• PASSAGE TO READ:
+ + +

From: Peter Zijlstra on
On Thu, 2010-06-10 at 05:49 +0200, Frederic Weisbecker wrote:
> In order to introduce new context exclusions, software events will
> have to eventually stop when needed. We'll want perf_event_stop() to
> act on every events.
>
> To achieve this, remove the stub stop/start pmu callbacks of software
> and tracepoint events.
>
> This may even optimize the case of hardware and software events
> running at the same time: now we only stop/start all hardware
> events if we reset a hardware event period, not anymore with
> software events.
>
> Signed-off-by: Frederic Weisbecker <fweisbec(a)gmail.com>
> Cc: Ingo Molnar <mingo(a)elte.hu>
> Cc: Peter Zijlstra <a.p.zijlstra(a)chello.nl>
> Cc: Arnaldo Carvalho de Melo <acme(a)redhat.com>
> Cc: Paul Mackerras <paulus(a)samba.org>
> Cc: Stephane Eranian <eranian(a)google.com>
> Cc: Cyrill Gorcunov <gorcunov(a)gmail.com>
> Cc: Zhang Yanmin <yanmin_zhang(a)linux.intel.com>
> Cc: Steven Rostedt <rostedt(a)goodmis.org>
> ---
> kernel/perf_event.c | 29 ++++++++++++++++-------------
> 1 files changed, 16 insertions(+), 13 deletions(-)
>
> diff --git a/kernel/perf_event.c b/kernel/perf_event.c
> index c772a3d..5c004f7 100644
> --- a/kernel/perf_event.c
> +++ b/kernel/perf_event.c
> @@ -1541,11 +1541,23 @@ static void perf_adjust_period(struct perf_event *event, u64 nsec, u64 count)

+ + +

• Records:
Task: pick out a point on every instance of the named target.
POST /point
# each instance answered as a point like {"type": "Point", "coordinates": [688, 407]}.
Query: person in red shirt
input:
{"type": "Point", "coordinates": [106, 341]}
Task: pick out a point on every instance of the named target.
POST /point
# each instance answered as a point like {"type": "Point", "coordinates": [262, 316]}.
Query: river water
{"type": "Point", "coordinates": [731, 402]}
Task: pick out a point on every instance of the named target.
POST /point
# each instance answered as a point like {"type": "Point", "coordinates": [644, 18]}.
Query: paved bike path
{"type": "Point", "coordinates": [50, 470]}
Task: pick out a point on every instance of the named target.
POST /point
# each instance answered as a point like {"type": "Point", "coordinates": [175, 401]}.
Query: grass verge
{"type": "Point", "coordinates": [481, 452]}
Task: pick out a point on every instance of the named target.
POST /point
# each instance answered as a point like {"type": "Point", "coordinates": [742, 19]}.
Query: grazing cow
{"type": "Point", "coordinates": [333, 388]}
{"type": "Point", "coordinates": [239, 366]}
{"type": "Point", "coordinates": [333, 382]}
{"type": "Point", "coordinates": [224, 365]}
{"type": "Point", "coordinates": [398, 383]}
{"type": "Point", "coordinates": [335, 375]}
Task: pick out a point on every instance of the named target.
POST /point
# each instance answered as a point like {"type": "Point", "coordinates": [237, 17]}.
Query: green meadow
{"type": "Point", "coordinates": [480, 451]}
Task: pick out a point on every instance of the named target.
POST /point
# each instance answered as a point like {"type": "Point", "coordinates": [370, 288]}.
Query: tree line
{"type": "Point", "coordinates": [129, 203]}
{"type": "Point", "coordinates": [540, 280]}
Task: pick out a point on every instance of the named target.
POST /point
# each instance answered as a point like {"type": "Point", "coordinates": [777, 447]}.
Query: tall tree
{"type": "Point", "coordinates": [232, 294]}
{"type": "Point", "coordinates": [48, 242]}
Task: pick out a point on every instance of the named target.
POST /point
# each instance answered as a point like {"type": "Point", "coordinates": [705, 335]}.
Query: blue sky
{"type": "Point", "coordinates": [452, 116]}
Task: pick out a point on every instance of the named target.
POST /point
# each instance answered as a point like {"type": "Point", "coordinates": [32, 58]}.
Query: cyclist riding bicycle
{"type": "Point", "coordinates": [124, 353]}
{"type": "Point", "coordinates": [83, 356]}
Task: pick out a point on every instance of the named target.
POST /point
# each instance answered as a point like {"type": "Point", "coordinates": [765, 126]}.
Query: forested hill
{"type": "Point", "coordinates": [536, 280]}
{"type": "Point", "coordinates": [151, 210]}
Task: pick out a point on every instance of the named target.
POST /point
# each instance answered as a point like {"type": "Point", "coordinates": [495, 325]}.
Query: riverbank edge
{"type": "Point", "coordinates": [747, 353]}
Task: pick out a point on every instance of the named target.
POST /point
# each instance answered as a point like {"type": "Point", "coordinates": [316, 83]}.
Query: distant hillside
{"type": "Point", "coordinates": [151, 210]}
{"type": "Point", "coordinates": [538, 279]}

+ + +

• REQUIRED TASKS:
(a) In the perf events patch message, what does the change remove so that software events can eventually be stopped when needed?
(b) Continue the perf events patch message from its last line.

• TASK-BY-TASK ANSWERS:
(a) It removes the stub stop/start pmu callbacks of software and tracepoint events.

(b)
> hwc->sample_period = sample_period;
>
> if (local64_read(&hwc->period_left) > 8*sample_period) {
> - perf_disable();
> - perf_event_stop(event);
> + bool software_event = is_software_event(event);
> +
> + /*
> + * Only hardware events need their irq period to be
> + * reprogrammed
> + */
> + if (!software_event) {
> + perf_disable();
> + perf_event_stop(event);
> + }
> +
> local64_set(&hwc->period_left, 0);
> - perf_event_start(event);
> - perf_enable();
> +
> + if (!software_event) {
> + perf_event_start(event);
> + perf_enable();
> + }
> }
> }
>
> @@ -4286,16 +4298,9 @@ static void perf_swevent_void(struct perf_event *event)
> {
> }
>
> -static int perf_swevent_int(struct perf_event *event)
> -{
> - return 0;
> -}
> -
> static const struct pmu perf_ops_generic = {
> .enable = perf_swevent_enable,
> .disable = perf_swevent_disable,
> - .start = perf_swevent_int,
> - .stop = perf_swevent_void,
> .read = perf_swevent_read,
> .unthrottle = perf_swevent_void, /* hwc->interrupts already reset */
> };
> @@ -4578,8 +4583,6 @@ static int swevent_hlist_get(struct perf_event *event)
> static const struct pmu perf_ops_tracepoint = {
> .enable = perf_trace_enable,
> .disable = perf_trace_disable,
> - .start = perf_swevent_int,
> - .stop = perf_swevent_void,
> .read = perf_swevent_read,
> .unthrottle = perf_swevent_void,
> };

I really don't like this.. we should be removing differences between
software and hardware pmu implementations, not add more :/

Something like the below would work, the only 'problem' is that it grows
hw_perf_event.

---
include/linux/perf_event.h | 1 +
kernel/perf_event.c | 27 ++++++++++++++++++---------
2 files changed, 19 insertions(+), 9 deletions(-)

diff --git a/include/linux/perf_event.h b/include/linux/perf_event.h
index 9073bde..2292659 100644
--- a/include/linux/perf_event.h
+++ b/include/linux/perf_event.h
@@ -531,6 +531,7 @@ struct hw_perf_event {
struct { /* software */
s64 remaining;
struct hrtimer hrtimer;
+ int stopped;
};
#ifdef CONFIG_HAVE_HW_BREAKPOINT
/* breakpoint */
diff --git a/kernel/perf_event.c b/kernel/perf_event.c
index 403d180..14b691e 100644
--- a/kernel/perf_event.c
+++ b/kernel/perf_event.c
@@ -4113,6 +4113,9 @@ static int perf_swevent_match(struct perf_event *event,
struct perf_sample_data *data,
struct pt_regs *regs)
{
+ if (event->hw.stopped)
+ return 0;
+
if (event->attr.type != type)
return 0;

@@ -4282,22 +4285,28 @@ static void perf_swevent_disable(struct perf_event *event)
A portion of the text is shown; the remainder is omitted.